── Raw data ──
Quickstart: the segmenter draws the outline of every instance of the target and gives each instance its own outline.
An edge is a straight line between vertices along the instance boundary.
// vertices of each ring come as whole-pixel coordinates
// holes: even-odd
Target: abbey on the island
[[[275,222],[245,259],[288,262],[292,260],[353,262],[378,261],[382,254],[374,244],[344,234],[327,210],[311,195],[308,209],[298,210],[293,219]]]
───
» Work instructions
Copy the material above line for line, with no changes.

» Output
Quickstart: the segmenter draws the outline of every instance of the target and gives each instance its own outline.
An edge is a straight line between vertices along the instance boundary.
// vertices of each ring come as whole-pixel coordinates
// holes: even-odd
Target: abbey on the island
[[[275,222],[245,259],[288,262],[292,260],[353,262],[378,261],[382,254],[374,244],[344,234],[327,210],[311,195],[308,209],[298,210],[293,219]]]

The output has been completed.